Saved entries:

═══

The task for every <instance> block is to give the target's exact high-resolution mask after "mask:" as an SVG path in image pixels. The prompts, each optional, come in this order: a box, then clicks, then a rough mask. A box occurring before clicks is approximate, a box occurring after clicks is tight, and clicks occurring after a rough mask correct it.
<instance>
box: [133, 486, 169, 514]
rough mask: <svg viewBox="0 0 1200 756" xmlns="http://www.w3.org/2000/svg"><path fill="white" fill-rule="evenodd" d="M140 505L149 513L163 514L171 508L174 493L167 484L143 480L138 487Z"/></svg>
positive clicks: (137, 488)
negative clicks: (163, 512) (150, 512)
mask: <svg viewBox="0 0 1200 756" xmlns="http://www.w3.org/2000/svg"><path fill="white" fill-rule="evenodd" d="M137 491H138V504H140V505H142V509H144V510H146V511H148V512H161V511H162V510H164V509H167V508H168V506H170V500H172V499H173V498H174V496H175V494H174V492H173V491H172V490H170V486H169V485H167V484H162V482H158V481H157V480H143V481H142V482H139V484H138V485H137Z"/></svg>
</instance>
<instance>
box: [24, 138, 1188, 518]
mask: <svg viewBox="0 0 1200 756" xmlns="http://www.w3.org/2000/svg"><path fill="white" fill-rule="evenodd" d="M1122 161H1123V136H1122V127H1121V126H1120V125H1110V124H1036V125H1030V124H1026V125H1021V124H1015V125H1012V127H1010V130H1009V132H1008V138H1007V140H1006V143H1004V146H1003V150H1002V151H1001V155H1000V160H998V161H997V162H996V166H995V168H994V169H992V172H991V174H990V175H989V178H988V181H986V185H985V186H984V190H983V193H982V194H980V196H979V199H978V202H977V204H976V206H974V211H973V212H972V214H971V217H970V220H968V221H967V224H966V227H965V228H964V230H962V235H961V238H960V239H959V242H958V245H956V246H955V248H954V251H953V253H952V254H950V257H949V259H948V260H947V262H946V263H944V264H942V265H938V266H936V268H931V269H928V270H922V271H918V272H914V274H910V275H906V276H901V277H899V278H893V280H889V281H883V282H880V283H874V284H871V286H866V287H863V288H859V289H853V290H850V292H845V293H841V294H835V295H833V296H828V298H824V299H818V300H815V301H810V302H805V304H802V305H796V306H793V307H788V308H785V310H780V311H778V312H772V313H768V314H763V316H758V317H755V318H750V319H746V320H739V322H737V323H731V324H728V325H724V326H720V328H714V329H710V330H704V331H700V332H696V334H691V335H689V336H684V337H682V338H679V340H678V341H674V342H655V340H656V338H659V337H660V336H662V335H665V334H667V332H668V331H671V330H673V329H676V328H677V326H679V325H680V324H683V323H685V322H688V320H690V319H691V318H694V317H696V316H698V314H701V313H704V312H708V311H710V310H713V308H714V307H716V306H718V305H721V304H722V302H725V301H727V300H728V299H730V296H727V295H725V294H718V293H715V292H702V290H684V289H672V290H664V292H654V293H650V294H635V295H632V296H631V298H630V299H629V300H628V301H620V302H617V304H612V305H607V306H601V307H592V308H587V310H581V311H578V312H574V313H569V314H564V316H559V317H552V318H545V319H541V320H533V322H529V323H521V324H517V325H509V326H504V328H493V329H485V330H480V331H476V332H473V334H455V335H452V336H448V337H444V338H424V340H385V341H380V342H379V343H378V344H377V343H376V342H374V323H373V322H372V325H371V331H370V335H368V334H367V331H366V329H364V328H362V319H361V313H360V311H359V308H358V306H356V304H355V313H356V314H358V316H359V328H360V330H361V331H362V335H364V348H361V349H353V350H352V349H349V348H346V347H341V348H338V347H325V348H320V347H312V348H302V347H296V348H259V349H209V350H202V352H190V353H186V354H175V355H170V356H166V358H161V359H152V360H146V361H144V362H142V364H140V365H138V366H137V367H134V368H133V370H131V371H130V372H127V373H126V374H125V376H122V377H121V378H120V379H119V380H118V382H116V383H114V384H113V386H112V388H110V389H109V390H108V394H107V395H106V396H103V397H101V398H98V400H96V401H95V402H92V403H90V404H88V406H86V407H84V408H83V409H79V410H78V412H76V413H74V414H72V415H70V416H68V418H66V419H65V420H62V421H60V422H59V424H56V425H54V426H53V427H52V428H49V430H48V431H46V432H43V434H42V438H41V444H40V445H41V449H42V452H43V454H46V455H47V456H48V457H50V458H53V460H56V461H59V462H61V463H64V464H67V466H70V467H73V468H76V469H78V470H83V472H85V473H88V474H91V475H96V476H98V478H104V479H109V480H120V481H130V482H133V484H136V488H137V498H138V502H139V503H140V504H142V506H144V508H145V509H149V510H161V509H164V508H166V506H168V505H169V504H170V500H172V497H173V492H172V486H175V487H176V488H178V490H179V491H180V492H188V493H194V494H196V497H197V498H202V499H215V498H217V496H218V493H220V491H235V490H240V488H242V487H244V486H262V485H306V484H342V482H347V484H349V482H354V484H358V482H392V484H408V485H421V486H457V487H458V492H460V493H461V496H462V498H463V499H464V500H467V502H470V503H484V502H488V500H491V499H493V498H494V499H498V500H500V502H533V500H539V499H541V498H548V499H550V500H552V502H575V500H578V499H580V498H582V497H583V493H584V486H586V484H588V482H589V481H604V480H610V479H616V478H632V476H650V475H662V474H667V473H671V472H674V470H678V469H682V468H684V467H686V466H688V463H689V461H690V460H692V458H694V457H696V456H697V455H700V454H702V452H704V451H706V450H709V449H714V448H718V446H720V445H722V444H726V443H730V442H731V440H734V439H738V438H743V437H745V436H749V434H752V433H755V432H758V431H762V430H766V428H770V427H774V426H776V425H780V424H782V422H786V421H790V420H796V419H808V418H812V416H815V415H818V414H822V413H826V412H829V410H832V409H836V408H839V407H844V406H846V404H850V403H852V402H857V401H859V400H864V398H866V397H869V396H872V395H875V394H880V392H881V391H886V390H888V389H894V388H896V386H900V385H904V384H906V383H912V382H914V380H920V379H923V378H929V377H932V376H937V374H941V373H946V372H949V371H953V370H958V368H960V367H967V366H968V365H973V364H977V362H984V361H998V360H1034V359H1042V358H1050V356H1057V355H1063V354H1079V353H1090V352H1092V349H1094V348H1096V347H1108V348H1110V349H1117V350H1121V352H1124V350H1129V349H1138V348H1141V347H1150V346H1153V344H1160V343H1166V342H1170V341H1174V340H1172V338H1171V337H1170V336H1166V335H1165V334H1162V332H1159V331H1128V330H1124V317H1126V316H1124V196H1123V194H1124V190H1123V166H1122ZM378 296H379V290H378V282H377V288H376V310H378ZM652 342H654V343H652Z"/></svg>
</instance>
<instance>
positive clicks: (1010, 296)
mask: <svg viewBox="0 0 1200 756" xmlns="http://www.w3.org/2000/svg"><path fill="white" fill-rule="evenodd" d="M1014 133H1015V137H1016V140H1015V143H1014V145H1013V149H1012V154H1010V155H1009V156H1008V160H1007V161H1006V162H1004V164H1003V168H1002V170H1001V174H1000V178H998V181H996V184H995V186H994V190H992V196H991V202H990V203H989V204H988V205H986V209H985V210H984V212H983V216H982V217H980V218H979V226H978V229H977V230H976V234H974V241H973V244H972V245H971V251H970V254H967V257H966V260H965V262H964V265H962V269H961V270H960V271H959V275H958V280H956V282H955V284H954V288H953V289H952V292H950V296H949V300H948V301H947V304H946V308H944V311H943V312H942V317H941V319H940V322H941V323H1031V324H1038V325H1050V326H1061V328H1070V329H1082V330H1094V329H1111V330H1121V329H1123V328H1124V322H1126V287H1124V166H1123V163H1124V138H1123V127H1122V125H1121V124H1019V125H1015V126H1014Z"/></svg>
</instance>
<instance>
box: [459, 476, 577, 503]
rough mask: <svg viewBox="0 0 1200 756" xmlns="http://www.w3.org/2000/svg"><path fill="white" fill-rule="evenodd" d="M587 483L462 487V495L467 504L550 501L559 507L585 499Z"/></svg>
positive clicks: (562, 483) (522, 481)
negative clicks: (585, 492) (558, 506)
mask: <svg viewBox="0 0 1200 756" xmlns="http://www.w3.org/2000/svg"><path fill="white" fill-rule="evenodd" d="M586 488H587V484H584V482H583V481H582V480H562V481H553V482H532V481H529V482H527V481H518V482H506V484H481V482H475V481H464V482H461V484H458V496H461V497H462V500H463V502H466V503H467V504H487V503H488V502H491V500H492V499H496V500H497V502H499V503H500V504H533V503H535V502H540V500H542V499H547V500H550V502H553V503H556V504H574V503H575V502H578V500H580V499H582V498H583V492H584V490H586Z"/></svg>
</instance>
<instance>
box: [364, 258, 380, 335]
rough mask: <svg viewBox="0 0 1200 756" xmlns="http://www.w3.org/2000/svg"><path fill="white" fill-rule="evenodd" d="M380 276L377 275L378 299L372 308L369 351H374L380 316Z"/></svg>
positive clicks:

═══

INSTRUCTIONS FOR THE TASK —
Please write out, exactly as they appear above, only the lines in the stretch from the line with "box: [459, 476, 577, 503]" through the line with "positive clicks: (562, 483) (522, 481)".

TASK OUTPUT —
box: [459, 476, 577, 503]
rough mask: <svg viewBox="0 0 1200 756" xmlns="http://www.w3.org/2000/svg"><path fill="white" fill-rule="evenodd" d="M587 483L462 487V495L467 504L550 501L559 507L585 499Z"/></svg>
positive clicks: (562, 483) (522, 481)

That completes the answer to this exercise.